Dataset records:
#####

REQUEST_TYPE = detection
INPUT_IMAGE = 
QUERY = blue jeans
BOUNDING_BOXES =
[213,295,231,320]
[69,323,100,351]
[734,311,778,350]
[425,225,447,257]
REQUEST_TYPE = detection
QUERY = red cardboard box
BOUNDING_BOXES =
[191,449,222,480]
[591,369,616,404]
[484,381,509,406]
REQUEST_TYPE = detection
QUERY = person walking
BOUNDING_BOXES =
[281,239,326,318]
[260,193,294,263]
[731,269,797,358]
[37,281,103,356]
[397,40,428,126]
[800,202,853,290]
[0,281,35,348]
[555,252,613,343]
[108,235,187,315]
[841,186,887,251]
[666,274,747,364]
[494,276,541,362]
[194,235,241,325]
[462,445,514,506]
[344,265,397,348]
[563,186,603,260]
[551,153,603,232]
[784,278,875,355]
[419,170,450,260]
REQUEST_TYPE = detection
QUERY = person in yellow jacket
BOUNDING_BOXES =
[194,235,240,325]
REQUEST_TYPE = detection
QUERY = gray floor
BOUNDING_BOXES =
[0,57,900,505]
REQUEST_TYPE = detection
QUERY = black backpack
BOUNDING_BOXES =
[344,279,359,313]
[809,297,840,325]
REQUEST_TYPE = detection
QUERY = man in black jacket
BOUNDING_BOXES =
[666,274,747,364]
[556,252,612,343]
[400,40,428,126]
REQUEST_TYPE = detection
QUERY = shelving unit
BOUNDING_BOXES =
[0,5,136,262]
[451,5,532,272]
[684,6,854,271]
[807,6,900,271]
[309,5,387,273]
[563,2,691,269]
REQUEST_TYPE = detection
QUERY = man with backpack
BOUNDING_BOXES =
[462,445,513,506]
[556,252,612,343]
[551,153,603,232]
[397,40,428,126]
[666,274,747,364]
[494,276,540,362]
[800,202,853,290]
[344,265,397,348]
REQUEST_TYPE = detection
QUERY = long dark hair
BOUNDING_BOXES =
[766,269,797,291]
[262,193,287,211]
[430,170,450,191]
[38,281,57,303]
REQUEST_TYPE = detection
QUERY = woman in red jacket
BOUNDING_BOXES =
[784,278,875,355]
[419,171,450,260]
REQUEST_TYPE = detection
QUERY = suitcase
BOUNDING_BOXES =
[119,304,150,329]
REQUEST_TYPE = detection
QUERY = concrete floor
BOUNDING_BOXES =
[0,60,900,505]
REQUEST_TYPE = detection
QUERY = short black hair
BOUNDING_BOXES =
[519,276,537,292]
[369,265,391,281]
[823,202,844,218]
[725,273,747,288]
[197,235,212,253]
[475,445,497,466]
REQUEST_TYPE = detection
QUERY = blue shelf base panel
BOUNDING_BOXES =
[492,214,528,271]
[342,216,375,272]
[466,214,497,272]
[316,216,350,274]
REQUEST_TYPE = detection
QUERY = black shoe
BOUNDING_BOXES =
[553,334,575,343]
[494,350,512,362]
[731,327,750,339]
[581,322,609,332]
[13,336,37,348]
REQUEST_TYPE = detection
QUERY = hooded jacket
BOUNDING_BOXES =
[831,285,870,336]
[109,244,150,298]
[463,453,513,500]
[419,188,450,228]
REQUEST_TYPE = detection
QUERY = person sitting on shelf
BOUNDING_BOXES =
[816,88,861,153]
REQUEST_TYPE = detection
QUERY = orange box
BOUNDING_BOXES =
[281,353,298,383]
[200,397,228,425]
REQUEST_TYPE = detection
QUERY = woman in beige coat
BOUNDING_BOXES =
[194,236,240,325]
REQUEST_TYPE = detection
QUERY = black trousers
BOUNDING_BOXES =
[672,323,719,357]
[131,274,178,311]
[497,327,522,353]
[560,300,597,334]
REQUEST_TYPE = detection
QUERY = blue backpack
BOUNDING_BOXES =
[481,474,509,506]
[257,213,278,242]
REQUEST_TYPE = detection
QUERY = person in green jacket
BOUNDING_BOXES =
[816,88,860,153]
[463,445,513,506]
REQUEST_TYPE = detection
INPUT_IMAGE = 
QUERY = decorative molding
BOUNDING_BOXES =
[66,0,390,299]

#####

Rewrite all the rows above, switching each "backpack" to "bag" and leaving everything else the same.

# [Result of this exercise]
REQUEST_TYPE = detection
INPUT_IMAGE = 
QUERY = blue jeans
BOUNDING_BOXES =
[213,295,231,320]
[69,323,100,351]
[734,311,778,350]
[425,225,447,257]
REQUEST_TYPE = detection
QUERY = red cardboard box
BOUNDING_BOXES =
[191,449,222,480]
[591,369,616,404]
[484,381,509,406]
REQUEST_TYPE = detection
QUERY = person walking
BOUNDING_BOXES =
[281,239,326,318]
[260,193,294,263]
[731,269,797,358]
[37,281,103,356]
[397,40,428,126]
[800,202,853,290]
[0,281,35,348]
[555,252,613,343]
[108,235,187,315]
[841,186,887,251]
[666,274,747,364]
[494,276,541,362]
[194,235,241,325]
[462,445,514,506]
[344,265,397,348]
[563,186,603,260]
[551,153,603,232]
[784,278,875,355]
[419,170,450,260]
REQUEST_TYPE = detection
QUERY = person in yellow jacket
BOUNDING_BOXES =
[194,235,240,325]
REQUEST_TYPE = detection
QUERY = gray floor
BOUNDING_BOXES =
[0,57,900,505]
REQUEST_TYPE = detection
QUERY = black bag
BOUNDING_BOXES =
[344,279,359,313]
[809,297,840,325]
REQUEST_TYPE = detection
QUERY = man in black jacket
BOUNDING_BOXES =
[666,274,747,364]
[556,252,612,343]
[400,40,428,126]
REQUEST_TYPE = detection
QUERY = shelving unit
BOUNDING_BOXES =
[0,5,136,262]
[451,5,532,272]
[684,6,854,271]
[807,6,900,271]
[309,5,387,273]
[563,2,691,269]
REQUEST_TYPE = detection
QUERY = man with bag
BOUNDING_BOXES =
[462,445,513,506]
[556,252,612,343]
[551,153,603,232]
[397,40,428,126]
[666,274,747,364]
[494,276,540,362]
[800,202,853,290]
[344,265,397,348]
REQUEST_TYPE = detection
QUERY = long dark hair
BOUNDING_BOXES =
[766,269,797,291]
[262,193,287,211]
[430,170,450,191]
[38,281,57,303]
REQUEST_TYPE = detection
QUERY = woman in red jacket
BOUNDING_BOXES =
[784,278,875,355]
[419,171,450,260]
REQUEST_TYPE = detection
QUERY = suitcase
BOUNDING_BOXES =
[119,304,150,329]
REQUEST_TYPE = detection
QUERY = concrete floor
BOUNDING_BOXES =
[0,60,900,505]
REQUEST_TYPE = detection
QUERY = short black hair
BOUNDING_BOXES =
[519,276,537,292]
[369,265,391,281]
[823,202,844,218]
[725,273,747,288]
[197,235,212,253]
[475,445,497,466]
REQUEST_TYPE = detection
QUERY = blue shelf base panel
BOUNDING_BOXES =
[492,214,528,271]
[342,216,375,272]
[466,214,497,272]
[316,216,350,274]
REQUEST_TYPE = detection
QUERY = black shoe
BOUNDING_BOXES =
[553,334,575,343]
[494,350,512,362]
[731,327,750,339]
[581,322,609,332]
[13,336,37,348]
REQUEST_TYPE = detection
QUERY = hooded jacket
BOUNDING_BOXES =
[831,285,870,336]
[109,244,150,298]
[463,453,513,500]
[419,188,450,228]
REQUEST_TYPE = detection
QUERY = person sitting on shelf
BOUNDING_BOXES =
[816,88,861,153]
REQUEST_TYPE = detection
QUERY = orange box
BOUNDING_BOXES =
[281,353,298,383]
[200,397,228,425]
REQUEST_TYPE = detection
QUERY = woman in beige coat
BOUNDING_BOXES =
[194,236,240,325]
REQUEST_TYPE = detection
QUERY = black trousers
BOUNDING_BOXES =
[672,323,719,357]
[131,274,178,311]
[497,327,522,353]
[560,300,597,334]
REQUEST_TYPE = detection
QUERY = blue bag
BOUNDING_BOXES =
[481,474,509,506]
[257,213,278,242]
REQUEST_TYPE = detection
QUERY = person in green jacket
BOUNDING_BOXES =
[816,88,860,153]
[463,445,513,506]
REQUEST_TYPE = detection
INPUT_IMAGE = 
QUERY = decorative molding
BOUNDING_BOXES =
[66,0,390,299]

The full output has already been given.